§ **The exercise**: Retype the following rows precisely as they appear, leaving every line unchanged.

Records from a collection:
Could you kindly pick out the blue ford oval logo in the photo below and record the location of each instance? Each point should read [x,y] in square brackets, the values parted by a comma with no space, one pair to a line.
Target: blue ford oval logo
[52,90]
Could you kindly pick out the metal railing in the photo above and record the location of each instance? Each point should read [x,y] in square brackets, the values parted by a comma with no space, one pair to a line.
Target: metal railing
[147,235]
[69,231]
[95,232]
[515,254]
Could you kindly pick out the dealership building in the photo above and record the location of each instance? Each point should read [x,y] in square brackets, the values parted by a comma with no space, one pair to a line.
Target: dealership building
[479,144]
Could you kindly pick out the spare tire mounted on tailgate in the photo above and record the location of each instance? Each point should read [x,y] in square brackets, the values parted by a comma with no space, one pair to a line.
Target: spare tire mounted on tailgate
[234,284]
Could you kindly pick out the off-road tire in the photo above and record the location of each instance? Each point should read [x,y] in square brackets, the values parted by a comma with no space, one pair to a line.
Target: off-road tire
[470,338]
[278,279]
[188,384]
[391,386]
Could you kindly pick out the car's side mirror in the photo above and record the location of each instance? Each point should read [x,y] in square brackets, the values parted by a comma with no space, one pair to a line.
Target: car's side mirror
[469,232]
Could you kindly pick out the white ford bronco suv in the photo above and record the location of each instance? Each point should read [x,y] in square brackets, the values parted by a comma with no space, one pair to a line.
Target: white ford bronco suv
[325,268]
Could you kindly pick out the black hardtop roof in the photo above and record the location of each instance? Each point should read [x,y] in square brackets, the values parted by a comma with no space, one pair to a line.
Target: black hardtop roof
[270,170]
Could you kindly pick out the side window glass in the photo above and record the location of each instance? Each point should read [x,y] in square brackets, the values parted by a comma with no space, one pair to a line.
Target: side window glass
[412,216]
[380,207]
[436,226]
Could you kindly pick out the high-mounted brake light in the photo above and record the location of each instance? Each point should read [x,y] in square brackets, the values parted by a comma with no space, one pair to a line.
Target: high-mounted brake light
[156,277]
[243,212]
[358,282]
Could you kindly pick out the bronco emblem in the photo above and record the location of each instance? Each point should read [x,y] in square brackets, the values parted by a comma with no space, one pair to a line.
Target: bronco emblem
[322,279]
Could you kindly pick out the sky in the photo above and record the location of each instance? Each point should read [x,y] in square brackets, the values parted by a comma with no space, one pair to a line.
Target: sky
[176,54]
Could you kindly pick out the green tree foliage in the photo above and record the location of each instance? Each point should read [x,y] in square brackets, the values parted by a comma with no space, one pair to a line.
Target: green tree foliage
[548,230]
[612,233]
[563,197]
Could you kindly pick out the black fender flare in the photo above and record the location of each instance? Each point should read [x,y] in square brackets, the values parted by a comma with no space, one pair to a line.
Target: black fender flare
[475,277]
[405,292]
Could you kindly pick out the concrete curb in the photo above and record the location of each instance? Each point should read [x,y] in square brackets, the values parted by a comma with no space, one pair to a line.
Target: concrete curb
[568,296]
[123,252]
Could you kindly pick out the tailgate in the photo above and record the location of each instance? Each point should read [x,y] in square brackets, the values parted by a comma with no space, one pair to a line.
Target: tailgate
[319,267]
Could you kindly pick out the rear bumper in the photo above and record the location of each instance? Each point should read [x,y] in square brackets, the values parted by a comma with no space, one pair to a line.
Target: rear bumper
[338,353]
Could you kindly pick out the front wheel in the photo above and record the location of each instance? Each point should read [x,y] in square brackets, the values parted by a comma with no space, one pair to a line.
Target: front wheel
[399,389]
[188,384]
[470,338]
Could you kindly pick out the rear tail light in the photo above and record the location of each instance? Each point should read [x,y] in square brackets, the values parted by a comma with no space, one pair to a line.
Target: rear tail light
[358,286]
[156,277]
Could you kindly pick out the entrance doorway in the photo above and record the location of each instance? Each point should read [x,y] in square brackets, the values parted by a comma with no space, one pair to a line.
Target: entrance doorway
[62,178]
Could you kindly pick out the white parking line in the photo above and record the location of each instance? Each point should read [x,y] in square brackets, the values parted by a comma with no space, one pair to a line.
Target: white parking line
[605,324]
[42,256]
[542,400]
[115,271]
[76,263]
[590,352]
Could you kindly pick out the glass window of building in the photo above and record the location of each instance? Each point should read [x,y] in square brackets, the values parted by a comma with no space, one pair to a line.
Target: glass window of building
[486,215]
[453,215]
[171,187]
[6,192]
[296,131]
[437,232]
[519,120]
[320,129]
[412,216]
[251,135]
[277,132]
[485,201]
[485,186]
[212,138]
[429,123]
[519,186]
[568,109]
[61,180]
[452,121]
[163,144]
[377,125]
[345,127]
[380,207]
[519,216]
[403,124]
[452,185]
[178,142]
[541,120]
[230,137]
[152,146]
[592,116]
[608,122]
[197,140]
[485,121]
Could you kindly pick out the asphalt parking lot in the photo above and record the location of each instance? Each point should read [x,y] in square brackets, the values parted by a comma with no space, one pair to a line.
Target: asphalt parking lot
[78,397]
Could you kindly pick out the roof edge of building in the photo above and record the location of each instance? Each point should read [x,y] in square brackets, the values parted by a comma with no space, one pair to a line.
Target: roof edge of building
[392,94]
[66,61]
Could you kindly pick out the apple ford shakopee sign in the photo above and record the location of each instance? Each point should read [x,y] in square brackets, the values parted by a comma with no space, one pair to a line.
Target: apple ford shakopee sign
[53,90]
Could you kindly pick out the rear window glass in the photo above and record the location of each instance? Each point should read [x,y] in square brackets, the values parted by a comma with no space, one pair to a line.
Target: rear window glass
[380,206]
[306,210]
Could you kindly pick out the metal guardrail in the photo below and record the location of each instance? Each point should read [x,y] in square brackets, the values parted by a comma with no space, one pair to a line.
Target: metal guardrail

§ **Output below**:
Could you kindly pick out the blue ford oval logo in the photo below and record the location of each instance? Each point should read [x,y] in square brackets, the values parted by a comma with no space, one pair to a line.
Target: blue ford oval logo
[52,90]
Could you kindly pick out the metal railing in the photo above and record the location of each instance? Each point should read [x,y] in square brackets, the values parted by a comma with no space, one pair to a line.
Target: metal railing
[147,235]
[69,231]
[95,232]
[515,254]
Could you kindly pick out the dealership building in the photo above and record the location of each instance? Each point should read [x,y] in square brackets, the values parted by a comma with no space, one pair to a line.
Target: dealership building
[479,144]
Could you kindly pick out the spare tire mounted on tailgate in the photo above and record the location of each instance? Each point should read [x,y] in square brackets, the values parted by a comma with no space, one pair to a line.
Target: spare tire mounted on tailgate
[234,284]
Could you kindly pick out the off-road tire in the photo above and record the location of each instance? Each point should read [x,y] in square brackets, the values parted by a comma with no space, one pair to a line.
Target: off-road tire
[470,338]
[278,279]
[188,384]
[391,386]
Could you kindly pick out the car's side mirror in the photo above and record the location of each instance? Each point should read [x,y] in square brackets, the values parted by a comma with no space, one pair to a line.
Target: car's side mirror
[469,232]
Could you kindly pick out the white ford bronco suv in the photo above and record the location of each instance? Each point should read [x,y] in square brackets, the values parted by a comma with no space, one pair to a line.
Target: white ford bronco suv
[325,268]
Could you kindly pick out the black hardtop roof in the photo above and record the location of each instance? Each point should read [x,y] in square brackets, the values parted by a comma with no space, one pair to a line.
Target: black hardtop roof
[270,170]
Could you kindly pick out the side window glass in the photo above and record the location of each instance? Each point should read [x,y] in square brackets, the values parted by a comma with no space, one pair to a line.
Target: side window glass
[412,216]
[380,207]
[436,226]
Could you kindly pick out the high-mounted brake light in the photo above and record the location of each instance? Each point should read [x,y] in square brackets, the values parted by a comma with no space, one pair to a line.
Target: high-mounted brake light
[156,277]
[243,212]
[358,282]
Could you kindly pick out the bronco emblem in the photo above and record the location of each instance? Each point should read [x,y] in square brackets, the values parted by a comma with no space, one pair to a line.
Target: bronco emblem
[322,279]
Could you kindly pick out the sky in the photo above and record the location of each instance? Each point should read [x,y] in square brackets, the values parted by a comma with no space, one pair to a line.
Target: sky
[176,54]
Could you kindly pick out the green tree foliage in the photo above and record the location of each instance? Each point should read [x,y] in square brackets, the values parted by a comma with no space, one pair to a line.
Target: green tree foliage
[548,230]
[612,233]
[563,197]
Could you kindly pick out the black fender flare in the photo above and record the location of each instance? Each point should read [x,y] in square brackets, the values parted by a comma with no space, one pair to a line.
Target: black fender flare
[475,277]
[405,292]
Could you kindly pick out the concrete curb in the photo above and record the location of each instance? Each point should read [x,y] in square brackets, the values parted by a comma with no space, one pair to a line.
Target: concrete curb
[568,296]
[123,252]
Could you kindly pick out the tailgate in the photo above and record the location of each instance? Each point should read [x,y] in square brackets, the values parted by a comma with no space, one pair to a line.
Target: tailgate
[319,267]
Could you kindly pick out the rear bumper in the photo above and record the location of each instance? Each point should read [x,y] in square brackets, the values parted by a comma with no space, one pair to a line.
Target: rear bumper
[338,353]
Could you kindly pick out the front wheel in the photo above and record the location of each instance? Each point should read [x,y] in square brackets, the values parted by a comma with no space, one pair to a line.
Target: front wheel
[399,389]
[188,384]
[470,338]
Could you kindly pick out the rear tail light in the photo above and record the location of each instance? Each point should read [x,y] in square brackets, the values parted by a comma with no space, one pair to a line.
Target: rear tail light
[358,286]
[156,277]
Could you kindly pick out the entrance doorway in the photo above and record the location of each instance? Each point should read [x,y] in square brackets, the values parted by a comma with no space, one pair to a line.
Target: entrance doorway
[62,178]
Could you kindly pick out the white parking line in the photo above and record the location of each instance? Each point should read [x,y] in square brackets, the values parted by a comma with no space, one pair to a line.
Target: white parking line
[605,324]
[42,256]
[542,400]
[115,271]
[76,263]
[590,352]
Could you kindly pick out the glass window of building in the photo above and record the location of each instance? Each point should read [x,y] in square brackets, the values parted by a comma with no space, one pair to a line.
Target: glass window of building
[486,215]
[453,215]
[171,187]
[6,192]
[296,131]
[437,232]
[519,120]
[320,129]
[412,216]
[251,135]
[277,132]
[485,201]
[485,186]
[212,138]
[429,123]
[519,186]
[568,109]
[61,180]
[452,121]
[163,144]
[377,125]
[345,127]
[380,207]
[519,216]
[403,124]
[452,185]
[178,142]
[541,120]
[230,137]
[152,146]
[592,116]
[608,122]
[197,140]
[485,121]
Could you kindly pick out the asphalt parking lot in the photo above and record the location of each instance? Each point should read [x,y] in square brackets, the values parted by a comma with no space, one pair to a line.
Target: asphalt parking lot
[78,397]
Could you kindly pick out the roof edge of building in the photo above and record the location of each instance? Each point should read [x,y] in square brackets, the values parted by a comma with no space, one pair to a line.
Target: roof edge of building
[392,94]
[66,61]
Could you kindly pick out the apple ford shakopee sign in the photo above and record the location of each instance? Each point should read [x,y] in square brackets, the values parted by a comma with no space, one pair to a line.
Target: apple ford shakopee sign
[53,90]
Could you kindly pick out the rear window glass in the photo above and record the location of each instance? Each point should read [x,y] in square brackets, the values parted by a comma with no space, one pair to a line.
Target: rear window glass
[380,206]
[306,210]
Could you kindly pick out the metal guardrail in the photo below and record the location of each instance? Each point should read [x,y] in square brackets, the values parted by a comma with no space, one pair to a line.
Target: metal guardrail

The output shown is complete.